This set of modules is a post implementation of @jen20's way of implementing event sourcing. You can find the original blog post here and github repo here.

It's structured in two main parts:

• Event Sourcing - Model and create events (write side).
• Projections - Create read-models based on the events (read site).

Event Sourcing is a technique to make it possible to capture all changes to an application state as a sequence of events.

The aggregate root is the central point where events are bound. The aggregate struct needs to embed eventsourcing.AggreateRoot to get the aggregate behaviors.

Below, a Person aggregate where the Aggregate Root is embedded next to the Name and Age properties.

type Person struct {
	eventsourcing.AggregateRoot
	Name string
	Age  int
}

The aggregate needs to implement the Transition(event eventsourcing.Event) and Register(r eventsourcing.RegisterFunc) methods to fulfill the aggregate interface. This methods define how events are transformed to build the aggregate state and which events to register into the repository.

Example of the Transition method from the Person aggregate.

// Transition the person state dependent on the events
func (person *Person) Transition(event eventsourcing.Event) {
    switch e := event.Data().(type) {
    case *Born:
            person.Age = 0
            person.Name = e.Name
    case *AgedOneYear:
            person.Age += 1
    }
}

The Born event sets the Person property Age and Name, and the AgedOneYear adds one year to the Age property. This makes the state of the aggregate flexible and could easily change in the future if required.

Example or the Register method:

// Register callback method that register Person events to the repository
func (person *Person) Register(r eventsourcing.RegisterFunc) {
    r(&Born{}, &AgedOneYear{})
}

The Born and AgedOneYear events are now registered to the repository when the aggregate is registered.

An event is a clean struct with exported properties that contains the state of the event.

Example of two events from the Person aggregate.

(Excerpts of location labeling data)
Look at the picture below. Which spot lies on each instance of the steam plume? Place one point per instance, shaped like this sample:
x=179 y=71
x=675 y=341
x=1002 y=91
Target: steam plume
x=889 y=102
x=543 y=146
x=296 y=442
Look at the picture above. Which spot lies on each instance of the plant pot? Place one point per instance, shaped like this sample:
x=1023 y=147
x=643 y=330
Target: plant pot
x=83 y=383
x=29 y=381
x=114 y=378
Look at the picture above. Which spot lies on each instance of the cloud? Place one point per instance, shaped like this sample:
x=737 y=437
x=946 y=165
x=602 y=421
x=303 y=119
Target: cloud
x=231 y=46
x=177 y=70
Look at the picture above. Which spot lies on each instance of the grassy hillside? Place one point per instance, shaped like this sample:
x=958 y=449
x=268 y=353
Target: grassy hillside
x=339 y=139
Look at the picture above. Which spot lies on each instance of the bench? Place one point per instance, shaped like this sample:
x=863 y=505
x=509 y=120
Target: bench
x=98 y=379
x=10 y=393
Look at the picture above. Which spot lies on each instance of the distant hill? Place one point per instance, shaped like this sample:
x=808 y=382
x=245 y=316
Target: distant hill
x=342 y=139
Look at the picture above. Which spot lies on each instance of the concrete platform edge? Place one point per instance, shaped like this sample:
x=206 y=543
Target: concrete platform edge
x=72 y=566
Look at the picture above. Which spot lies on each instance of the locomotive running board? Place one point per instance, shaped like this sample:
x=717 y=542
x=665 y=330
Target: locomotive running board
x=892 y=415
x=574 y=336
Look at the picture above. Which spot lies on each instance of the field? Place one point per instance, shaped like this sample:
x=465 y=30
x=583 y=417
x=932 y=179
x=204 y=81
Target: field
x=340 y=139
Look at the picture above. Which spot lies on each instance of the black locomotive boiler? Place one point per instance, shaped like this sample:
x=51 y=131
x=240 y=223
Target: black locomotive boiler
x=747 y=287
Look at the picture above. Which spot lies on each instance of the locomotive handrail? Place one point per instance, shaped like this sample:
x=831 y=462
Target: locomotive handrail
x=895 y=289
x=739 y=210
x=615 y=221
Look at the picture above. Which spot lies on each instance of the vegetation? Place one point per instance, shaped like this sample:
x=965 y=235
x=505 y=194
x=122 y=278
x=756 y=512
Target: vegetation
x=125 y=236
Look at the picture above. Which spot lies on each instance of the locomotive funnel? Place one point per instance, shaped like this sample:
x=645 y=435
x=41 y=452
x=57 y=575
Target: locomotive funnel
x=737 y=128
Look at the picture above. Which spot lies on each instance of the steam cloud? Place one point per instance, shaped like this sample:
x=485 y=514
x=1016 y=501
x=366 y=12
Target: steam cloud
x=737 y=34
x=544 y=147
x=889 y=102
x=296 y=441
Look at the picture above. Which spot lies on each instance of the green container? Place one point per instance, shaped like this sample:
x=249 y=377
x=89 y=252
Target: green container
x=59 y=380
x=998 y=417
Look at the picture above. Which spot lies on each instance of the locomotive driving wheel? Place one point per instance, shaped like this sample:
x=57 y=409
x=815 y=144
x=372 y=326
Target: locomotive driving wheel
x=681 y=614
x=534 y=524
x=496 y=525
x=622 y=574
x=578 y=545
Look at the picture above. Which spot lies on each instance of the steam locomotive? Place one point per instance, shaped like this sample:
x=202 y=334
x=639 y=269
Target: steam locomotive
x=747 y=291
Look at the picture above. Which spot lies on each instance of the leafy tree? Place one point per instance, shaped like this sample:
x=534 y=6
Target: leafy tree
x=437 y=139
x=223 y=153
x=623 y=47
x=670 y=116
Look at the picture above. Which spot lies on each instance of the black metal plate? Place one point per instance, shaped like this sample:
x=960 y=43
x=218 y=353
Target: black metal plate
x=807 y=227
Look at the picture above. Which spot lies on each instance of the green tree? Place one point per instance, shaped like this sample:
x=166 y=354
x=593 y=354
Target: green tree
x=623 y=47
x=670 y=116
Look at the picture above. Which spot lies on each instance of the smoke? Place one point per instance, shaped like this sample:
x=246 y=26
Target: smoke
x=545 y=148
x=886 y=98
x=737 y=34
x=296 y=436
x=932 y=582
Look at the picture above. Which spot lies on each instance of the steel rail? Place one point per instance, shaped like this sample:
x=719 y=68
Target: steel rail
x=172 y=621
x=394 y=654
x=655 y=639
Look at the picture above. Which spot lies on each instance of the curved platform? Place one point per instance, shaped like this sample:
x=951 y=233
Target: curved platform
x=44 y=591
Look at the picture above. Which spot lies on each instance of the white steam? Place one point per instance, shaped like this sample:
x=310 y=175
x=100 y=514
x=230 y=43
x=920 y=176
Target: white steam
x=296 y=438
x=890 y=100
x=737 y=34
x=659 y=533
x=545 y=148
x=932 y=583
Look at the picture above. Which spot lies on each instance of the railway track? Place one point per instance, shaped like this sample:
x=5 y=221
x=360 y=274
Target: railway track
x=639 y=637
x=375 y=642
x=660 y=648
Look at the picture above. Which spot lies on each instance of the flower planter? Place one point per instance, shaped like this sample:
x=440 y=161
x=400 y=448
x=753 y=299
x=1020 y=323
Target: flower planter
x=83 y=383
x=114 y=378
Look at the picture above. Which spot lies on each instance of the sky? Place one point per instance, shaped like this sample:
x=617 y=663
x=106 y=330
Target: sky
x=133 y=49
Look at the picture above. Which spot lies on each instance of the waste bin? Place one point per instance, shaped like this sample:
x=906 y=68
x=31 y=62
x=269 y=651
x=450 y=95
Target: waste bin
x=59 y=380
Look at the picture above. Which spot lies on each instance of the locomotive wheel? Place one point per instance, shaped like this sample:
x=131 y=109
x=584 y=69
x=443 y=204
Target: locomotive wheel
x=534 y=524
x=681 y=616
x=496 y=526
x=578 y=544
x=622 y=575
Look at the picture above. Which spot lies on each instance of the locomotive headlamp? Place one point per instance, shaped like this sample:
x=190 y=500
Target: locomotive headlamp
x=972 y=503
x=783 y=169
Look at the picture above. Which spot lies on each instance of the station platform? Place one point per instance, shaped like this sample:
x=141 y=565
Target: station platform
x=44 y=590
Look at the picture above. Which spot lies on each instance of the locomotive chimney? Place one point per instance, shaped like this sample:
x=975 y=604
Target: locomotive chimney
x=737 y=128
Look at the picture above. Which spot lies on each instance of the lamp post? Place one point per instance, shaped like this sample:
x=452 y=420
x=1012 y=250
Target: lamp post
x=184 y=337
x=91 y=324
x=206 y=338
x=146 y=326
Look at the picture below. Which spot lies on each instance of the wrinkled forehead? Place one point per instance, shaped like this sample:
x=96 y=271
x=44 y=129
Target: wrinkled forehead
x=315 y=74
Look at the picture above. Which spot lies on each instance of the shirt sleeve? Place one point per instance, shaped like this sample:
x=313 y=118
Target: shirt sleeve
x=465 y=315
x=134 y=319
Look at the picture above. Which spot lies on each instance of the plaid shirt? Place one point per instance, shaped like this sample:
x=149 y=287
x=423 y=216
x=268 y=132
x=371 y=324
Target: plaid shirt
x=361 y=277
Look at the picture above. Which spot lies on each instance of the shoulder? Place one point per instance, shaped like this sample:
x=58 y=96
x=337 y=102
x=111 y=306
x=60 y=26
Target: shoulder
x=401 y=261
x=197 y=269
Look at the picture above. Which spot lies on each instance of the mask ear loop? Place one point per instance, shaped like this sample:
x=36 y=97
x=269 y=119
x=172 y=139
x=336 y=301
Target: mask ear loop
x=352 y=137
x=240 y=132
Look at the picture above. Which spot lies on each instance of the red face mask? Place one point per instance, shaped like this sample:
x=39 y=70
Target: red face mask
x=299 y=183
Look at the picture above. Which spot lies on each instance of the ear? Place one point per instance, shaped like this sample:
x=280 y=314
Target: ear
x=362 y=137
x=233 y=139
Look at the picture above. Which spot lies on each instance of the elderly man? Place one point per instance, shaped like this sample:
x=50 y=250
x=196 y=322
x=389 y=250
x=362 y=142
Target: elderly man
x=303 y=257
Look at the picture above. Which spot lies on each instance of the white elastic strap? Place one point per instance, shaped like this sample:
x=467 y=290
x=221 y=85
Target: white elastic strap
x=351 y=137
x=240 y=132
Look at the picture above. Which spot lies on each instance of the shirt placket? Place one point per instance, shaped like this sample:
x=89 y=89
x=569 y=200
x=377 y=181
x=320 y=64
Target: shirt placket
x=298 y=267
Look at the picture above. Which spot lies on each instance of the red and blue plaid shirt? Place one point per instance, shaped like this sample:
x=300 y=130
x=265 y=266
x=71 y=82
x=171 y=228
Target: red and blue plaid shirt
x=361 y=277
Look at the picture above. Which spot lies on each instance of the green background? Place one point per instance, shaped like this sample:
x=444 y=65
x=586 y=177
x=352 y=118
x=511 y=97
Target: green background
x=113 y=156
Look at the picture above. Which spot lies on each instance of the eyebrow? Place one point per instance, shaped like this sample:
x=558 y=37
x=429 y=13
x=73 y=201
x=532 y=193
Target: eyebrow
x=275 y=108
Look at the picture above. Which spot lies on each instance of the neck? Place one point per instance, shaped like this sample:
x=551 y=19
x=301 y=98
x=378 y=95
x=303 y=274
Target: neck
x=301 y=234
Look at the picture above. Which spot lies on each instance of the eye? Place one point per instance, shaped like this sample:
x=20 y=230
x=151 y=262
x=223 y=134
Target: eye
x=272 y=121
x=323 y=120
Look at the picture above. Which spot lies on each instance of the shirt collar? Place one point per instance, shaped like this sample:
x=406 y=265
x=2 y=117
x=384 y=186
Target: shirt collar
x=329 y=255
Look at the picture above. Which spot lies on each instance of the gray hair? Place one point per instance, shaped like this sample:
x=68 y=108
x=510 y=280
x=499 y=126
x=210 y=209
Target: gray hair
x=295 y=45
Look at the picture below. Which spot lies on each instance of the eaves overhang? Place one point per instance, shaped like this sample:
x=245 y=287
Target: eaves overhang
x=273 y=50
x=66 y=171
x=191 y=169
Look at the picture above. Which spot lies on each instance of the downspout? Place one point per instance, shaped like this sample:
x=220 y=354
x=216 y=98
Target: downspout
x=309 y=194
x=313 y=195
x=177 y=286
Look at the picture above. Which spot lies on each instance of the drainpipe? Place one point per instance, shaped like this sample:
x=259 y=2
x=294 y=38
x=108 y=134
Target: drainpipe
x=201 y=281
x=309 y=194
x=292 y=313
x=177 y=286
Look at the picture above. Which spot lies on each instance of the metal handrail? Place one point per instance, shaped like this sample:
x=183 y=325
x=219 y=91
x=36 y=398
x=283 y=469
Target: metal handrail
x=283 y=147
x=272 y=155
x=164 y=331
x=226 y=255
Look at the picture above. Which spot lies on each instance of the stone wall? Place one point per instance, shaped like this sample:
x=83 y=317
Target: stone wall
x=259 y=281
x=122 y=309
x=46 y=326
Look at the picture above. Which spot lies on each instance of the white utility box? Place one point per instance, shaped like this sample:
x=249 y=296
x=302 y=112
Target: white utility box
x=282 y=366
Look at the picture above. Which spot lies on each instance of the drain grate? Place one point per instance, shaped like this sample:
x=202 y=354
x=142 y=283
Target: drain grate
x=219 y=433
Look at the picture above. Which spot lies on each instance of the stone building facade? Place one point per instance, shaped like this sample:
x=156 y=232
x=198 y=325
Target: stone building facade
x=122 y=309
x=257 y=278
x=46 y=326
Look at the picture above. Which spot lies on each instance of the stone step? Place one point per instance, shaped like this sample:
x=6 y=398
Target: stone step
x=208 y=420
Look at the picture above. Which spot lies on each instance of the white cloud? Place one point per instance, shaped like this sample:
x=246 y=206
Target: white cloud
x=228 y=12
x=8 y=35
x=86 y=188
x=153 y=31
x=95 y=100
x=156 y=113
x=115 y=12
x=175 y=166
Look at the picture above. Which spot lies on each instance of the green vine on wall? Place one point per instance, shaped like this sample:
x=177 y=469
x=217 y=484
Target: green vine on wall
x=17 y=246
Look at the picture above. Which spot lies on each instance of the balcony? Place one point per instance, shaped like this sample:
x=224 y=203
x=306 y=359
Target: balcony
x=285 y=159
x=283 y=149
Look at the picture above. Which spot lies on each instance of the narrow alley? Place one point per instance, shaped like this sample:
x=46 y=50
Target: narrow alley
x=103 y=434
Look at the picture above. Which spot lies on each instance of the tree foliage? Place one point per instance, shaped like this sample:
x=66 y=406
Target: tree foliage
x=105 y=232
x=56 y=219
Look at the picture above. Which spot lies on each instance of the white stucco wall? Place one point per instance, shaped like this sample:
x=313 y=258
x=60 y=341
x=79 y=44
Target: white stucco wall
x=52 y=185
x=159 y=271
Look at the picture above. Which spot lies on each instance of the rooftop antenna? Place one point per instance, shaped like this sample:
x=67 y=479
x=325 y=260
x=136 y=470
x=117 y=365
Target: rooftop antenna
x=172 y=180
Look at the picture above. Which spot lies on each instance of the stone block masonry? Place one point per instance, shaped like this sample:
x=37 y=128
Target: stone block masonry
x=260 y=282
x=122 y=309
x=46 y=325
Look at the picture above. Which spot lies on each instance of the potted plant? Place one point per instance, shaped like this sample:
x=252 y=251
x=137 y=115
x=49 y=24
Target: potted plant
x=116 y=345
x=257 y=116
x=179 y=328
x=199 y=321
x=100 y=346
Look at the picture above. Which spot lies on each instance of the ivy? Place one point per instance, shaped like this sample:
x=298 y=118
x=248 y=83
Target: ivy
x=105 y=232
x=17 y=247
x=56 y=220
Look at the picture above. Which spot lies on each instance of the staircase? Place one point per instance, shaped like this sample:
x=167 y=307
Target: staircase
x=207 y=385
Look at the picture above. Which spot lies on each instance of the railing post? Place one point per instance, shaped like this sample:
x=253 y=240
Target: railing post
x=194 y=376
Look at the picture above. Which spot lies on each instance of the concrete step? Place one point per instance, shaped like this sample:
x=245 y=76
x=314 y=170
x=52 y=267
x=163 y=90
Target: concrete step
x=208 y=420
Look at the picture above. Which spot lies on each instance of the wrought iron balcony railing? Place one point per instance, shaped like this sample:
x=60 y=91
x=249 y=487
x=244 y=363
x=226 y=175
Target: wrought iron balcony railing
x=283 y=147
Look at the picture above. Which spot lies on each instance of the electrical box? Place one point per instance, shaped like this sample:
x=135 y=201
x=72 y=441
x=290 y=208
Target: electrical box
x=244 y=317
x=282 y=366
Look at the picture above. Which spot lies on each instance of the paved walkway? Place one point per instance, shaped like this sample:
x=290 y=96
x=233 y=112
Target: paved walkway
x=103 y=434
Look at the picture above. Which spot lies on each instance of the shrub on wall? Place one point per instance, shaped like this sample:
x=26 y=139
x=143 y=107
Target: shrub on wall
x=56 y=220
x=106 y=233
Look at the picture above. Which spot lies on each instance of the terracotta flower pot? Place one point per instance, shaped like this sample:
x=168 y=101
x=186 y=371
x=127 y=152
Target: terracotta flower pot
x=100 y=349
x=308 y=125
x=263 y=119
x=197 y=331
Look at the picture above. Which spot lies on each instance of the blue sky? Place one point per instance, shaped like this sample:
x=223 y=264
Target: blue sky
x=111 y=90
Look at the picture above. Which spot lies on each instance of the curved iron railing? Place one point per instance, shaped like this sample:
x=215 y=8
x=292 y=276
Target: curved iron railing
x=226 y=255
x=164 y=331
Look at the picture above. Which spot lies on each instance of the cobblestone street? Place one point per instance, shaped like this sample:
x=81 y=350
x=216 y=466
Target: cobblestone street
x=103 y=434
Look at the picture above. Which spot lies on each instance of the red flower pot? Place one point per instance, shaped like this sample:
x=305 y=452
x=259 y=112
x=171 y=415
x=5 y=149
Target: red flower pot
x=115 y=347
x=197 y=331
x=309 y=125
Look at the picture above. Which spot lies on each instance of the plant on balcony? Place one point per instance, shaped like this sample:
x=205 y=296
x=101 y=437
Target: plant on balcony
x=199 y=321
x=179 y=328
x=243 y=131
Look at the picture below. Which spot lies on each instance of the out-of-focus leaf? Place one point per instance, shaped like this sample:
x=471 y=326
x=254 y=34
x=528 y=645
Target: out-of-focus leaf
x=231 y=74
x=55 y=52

→ **The tasks**:
1: From the event sourcing page, print the passage from "Example of the" to "future if required.".
2: Using the event sourcing page, answer yes or no to each statement and quote the deciding words: (a) The modules are organized in three main parts. (b) When the Transition method handles a Born event, it sets Age to 0. (c) An event is a struct with unexported properties.

→ **Exercise results**:
1:
Example of the Transition method from the Person aggregate.

// Transition the person state dependent on the events
func (person *Person) Transition(event eventsourcing.Event) {
    switch e := event.Data().(type) {
    case *Born:
            person.Age = 0
            person.Name = e.Name
    case *AgedOneYear:
            person.Age += 1
    }
}

The Born event sets the Person property Age and Name, and the AgedOneYear adds one year to the Age property. This makes the state of the aggregate flexible and could easily change in the future if required.

2:
(a) No: "It's structured in two main parts"
(b) Yes: "person.Age = 0"
(c) No: "An event is a clean struct with exported properties that contains the state of the event."